> **What you need to do**
Copy out each line in the entries below that includes the word "conditioning", keeping every such line whole.

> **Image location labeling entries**
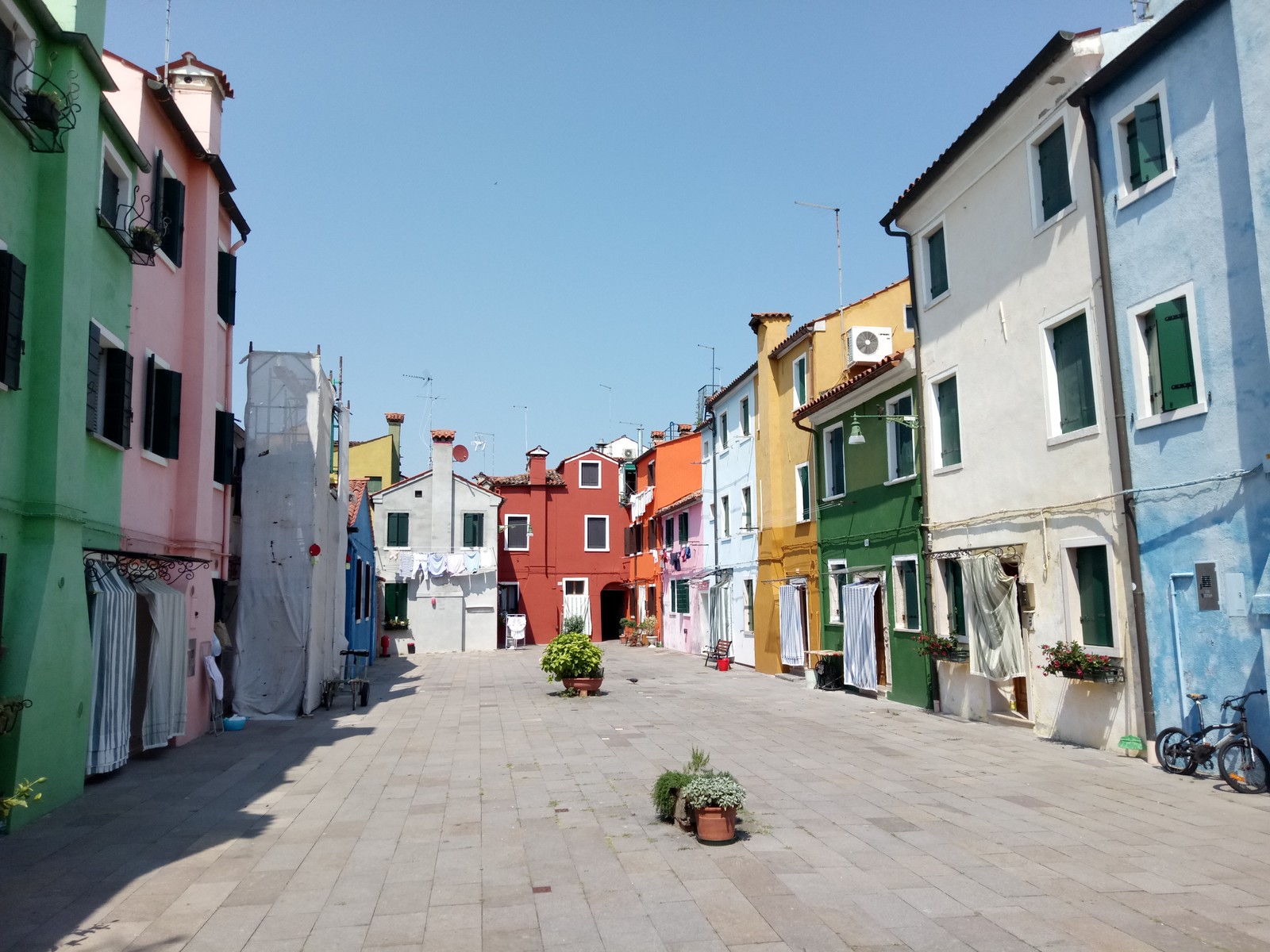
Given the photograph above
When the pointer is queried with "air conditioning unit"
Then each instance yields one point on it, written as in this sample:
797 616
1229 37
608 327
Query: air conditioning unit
868 344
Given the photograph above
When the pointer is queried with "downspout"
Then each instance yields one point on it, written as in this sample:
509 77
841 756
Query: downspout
927 589
1142 649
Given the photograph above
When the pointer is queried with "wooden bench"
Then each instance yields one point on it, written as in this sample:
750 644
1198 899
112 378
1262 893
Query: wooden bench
721 649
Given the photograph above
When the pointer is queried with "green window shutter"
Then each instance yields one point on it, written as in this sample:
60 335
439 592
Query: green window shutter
226 286
94 376
1075 374
1092 582
1149 145
1056 187
950 423
13 291
937 262
1178 386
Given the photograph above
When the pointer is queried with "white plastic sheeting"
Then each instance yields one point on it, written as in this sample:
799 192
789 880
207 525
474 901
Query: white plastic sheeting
290 611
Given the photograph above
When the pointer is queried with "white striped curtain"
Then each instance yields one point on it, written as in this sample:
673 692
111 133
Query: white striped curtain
114 657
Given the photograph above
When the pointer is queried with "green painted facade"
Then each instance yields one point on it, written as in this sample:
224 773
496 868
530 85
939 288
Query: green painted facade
60 488
873 524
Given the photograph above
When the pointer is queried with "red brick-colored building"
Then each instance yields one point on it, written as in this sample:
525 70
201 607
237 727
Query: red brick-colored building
560 543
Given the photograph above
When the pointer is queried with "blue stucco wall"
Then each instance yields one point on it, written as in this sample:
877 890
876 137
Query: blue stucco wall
1206 226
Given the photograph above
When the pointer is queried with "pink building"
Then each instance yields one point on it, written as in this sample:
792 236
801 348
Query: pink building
178 454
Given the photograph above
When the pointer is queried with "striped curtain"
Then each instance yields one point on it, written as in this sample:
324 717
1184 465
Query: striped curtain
114 657
167 698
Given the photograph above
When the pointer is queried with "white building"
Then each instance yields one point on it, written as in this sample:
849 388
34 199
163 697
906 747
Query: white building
727 476
436 541
1015 405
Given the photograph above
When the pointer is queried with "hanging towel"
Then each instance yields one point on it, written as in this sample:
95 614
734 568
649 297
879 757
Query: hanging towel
791 626
114 659
859 641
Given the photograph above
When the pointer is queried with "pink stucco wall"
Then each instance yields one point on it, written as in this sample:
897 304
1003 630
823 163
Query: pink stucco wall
173 505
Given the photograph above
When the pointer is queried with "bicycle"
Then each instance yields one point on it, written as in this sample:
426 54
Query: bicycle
1241 765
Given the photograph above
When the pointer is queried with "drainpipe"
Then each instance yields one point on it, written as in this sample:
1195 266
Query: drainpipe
1142 651
929 592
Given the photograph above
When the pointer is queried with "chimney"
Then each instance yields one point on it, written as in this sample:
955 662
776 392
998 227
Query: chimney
395 422
442 490
537 463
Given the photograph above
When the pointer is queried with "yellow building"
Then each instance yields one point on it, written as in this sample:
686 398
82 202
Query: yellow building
793 370
378 460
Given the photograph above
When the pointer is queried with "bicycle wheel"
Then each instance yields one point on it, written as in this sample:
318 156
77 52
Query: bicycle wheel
1244 767
1172 750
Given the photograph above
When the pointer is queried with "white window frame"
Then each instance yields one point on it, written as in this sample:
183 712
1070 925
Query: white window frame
935 425
1126 194
899 592
507 532
891 438
600 478
1041 224
829 459
586 532
1072 594
798 493
1142 359
1053 410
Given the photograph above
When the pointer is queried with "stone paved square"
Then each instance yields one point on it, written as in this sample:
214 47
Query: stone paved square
469 808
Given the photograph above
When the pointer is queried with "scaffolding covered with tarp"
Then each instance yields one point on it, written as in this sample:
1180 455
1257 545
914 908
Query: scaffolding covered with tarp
295 532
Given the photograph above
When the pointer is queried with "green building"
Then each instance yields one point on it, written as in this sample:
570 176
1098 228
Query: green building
869 524
67 167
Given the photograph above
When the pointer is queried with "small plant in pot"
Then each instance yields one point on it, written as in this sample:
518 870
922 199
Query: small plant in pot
575 660
715 797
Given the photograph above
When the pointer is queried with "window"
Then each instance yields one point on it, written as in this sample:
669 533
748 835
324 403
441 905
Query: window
835 465
799 382
518 533
226 286
907 597
937 264
1052 182
1092 584
803 488
162 435
950 422
110 387
597 533
899 438
837 573
399 530
1073 374
13 292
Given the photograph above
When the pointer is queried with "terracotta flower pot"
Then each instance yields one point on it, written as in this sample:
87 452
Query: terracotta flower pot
717 824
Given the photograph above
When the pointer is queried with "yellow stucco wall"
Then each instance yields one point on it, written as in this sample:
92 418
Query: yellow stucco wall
787 549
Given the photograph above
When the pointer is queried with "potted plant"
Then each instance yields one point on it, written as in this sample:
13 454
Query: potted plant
714 797
1068 659
575 660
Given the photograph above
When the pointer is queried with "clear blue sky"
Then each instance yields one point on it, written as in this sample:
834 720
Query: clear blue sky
529 201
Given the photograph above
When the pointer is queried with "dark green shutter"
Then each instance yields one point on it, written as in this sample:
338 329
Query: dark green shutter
226 286
13 291
950 423
939 264
1091 579
94 376
1176 361
1075 374
1056 187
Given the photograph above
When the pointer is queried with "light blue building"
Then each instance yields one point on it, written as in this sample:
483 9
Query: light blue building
1183 131
729 486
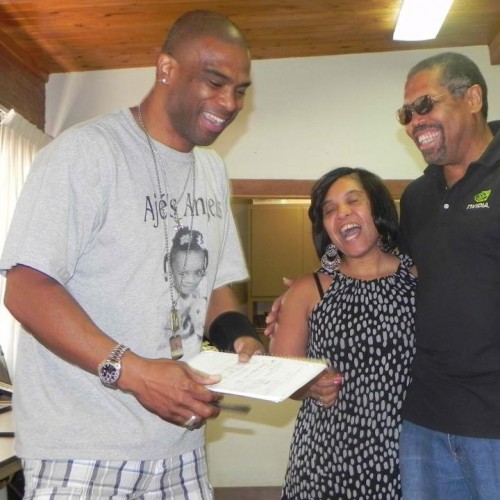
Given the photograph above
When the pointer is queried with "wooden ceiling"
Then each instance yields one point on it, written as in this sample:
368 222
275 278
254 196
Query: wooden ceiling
54 36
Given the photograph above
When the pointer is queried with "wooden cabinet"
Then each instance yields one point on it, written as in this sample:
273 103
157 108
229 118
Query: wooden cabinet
279 245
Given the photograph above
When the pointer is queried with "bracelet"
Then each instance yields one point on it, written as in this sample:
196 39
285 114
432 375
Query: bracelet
229 326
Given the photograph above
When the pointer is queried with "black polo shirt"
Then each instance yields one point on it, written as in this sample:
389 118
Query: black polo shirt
453 236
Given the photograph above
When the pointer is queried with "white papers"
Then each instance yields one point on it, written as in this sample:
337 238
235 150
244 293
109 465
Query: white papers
264 377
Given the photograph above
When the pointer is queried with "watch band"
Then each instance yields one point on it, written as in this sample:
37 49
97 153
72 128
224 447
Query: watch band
117 353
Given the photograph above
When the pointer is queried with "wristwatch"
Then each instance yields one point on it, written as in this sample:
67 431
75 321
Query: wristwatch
110 369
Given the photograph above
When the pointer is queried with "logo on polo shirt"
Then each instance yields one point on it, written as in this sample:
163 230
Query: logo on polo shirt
481 200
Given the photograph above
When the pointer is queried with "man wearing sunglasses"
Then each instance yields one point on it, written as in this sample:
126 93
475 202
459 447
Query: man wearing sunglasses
450 225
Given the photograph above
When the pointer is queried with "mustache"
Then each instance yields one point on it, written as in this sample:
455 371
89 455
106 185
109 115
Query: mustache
424 128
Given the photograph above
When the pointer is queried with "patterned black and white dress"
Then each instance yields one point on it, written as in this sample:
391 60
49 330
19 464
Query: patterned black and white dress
350 451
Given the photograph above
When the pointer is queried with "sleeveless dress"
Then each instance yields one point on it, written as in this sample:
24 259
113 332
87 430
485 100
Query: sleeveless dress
350 451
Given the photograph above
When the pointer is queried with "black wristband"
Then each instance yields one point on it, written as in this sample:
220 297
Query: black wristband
227 327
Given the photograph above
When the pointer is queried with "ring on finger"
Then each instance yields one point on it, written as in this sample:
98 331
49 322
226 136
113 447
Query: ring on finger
190 423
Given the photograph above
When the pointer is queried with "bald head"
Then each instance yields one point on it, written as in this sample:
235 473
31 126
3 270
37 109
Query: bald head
200 24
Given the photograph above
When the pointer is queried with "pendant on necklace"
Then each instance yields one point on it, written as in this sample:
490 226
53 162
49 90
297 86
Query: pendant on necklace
178 223
176 349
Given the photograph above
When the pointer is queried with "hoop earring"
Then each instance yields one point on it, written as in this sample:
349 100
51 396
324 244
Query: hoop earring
331 258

> **Output of the exercise**
When the pointer is queried with "air conditioning unit"
Query: air conditioning unit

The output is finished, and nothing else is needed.